[YOUR OBJECTIVE] The reply should contain each record below, returned exactly as given.

============================================================

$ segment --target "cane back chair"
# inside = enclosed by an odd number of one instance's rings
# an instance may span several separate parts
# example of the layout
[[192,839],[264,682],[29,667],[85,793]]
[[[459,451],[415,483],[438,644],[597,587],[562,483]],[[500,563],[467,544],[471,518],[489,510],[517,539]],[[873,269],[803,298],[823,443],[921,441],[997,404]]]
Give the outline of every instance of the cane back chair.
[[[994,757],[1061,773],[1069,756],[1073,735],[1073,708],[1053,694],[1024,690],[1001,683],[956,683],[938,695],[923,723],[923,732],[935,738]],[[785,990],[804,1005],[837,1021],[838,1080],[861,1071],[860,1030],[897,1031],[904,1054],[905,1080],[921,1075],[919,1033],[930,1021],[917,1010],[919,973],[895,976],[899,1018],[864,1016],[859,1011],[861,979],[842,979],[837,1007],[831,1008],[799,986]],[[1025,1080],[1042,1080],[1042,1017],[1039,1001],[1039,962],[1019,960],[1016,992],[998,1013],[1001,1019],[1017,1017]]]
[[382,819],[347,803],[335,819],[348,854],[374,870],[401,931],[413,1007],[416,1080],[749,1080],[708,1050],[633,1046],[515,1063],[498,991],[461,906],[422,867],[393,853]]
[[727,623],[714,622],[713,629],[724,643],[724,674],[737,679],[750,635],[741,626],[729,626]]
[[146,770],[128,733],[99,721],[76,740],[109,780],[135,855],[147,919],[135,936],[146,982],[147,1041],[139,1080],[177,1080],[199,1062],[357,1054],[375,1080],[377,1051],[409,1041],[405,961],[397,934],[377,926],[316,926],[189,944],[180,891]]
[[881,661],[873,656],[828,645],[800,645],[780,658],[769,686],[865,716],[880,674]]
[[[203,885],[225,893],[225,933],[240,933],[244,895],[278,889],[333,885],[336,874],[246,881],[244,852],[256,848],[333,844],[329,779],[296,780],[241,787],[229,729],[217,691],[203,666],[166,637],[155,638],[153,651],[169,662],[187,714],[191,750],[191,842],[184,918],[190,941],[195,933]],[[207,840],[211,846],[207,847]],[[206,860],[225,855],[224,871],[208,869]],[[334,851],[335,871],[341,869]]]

============================================================

[RESPONSE AREA]
$ segment --target "cane back chair"
# inside = enclosed by an odd number of one instance's rings
# an instance may span several separate parts
# example of the layout
[[192,839],[264,682],[29,667],[85,793]]
[[[459,451],[415,483],[438,644],[597,587],[562,483]],[[500,563],[467,544],[471,518],[489,510],[517,539]],[[873,269],[803,298],[823,443],[921,441],[997,404]]]
Give the outline of every instance of the cane back chair.
[[[994,757],[1061,773],[1069,756],[1073,735],[1073,708],[1053,694],[1024,690],[1001,683],[956,683],[938,695],[923,723],[923,732],[935,738]],[[785,990],[804,1005],[837,1021],[838,1080],[861,1071],[860,1030],[897,1031],[904,1054],[905,1080],[921,1075],[919,1033],[930,1021],[917,1010],[919,973],[895,976],[899,1018],[864,1016],[859,1011],[861,979],[842,979],[837,1007],[831,1008],[799,986]],[[1025,1080],[1042,1080],[1042,1017],[1039,1001],[1039,962],[1019,960],[1016,992],[998,1013],[1001,1019],[1017,1017]]]
[[382,819],[347,803],[335,819],[348,854],[374,870],[401,931],[413,1007],[416,1080],[749,1080],[708,1050],[633,1046],[515,1063],[498,991],[461,906],[422,867],[393,853]]
[[727,623],[714,622],[713,629],[724,643],[724,674],[737,679],[750,635],[741,626],[729,626]]
[[146,770],[128,733],[99,721],[76,740],[109,780],[135,855],[147,919],[135,936],[146,982],[147,1041],[139,1080],[177,1080],[199,1062],[357,1054],[375,1080],[377,1051],[409,1041],[405,961],[397,934],[377,926],[316,926],[189,944],[180,891]]
[[881,661],[873,656],[828,645],[800,645],[780,658],[769,686],[865,716],[880,674]]
[[[203,885],[225,893],[225,933],[240,933],[244,895],[278,889],[333,885],[336,874],[246,881],[244,852],[256,848],[333,844],[329,779],[296,780],[241,787],[229,729],[217,691],[203,666],[166,637],[155,638],[153,651],[169,662],[187,714],[191,750],[191,842],[184,918],[190,941],[195,933]],[[207,840],[211,846],[207,847]],[[206,860],[225,855],[224,871],[208,869]],[[334,851],[335,871],[341,869]]]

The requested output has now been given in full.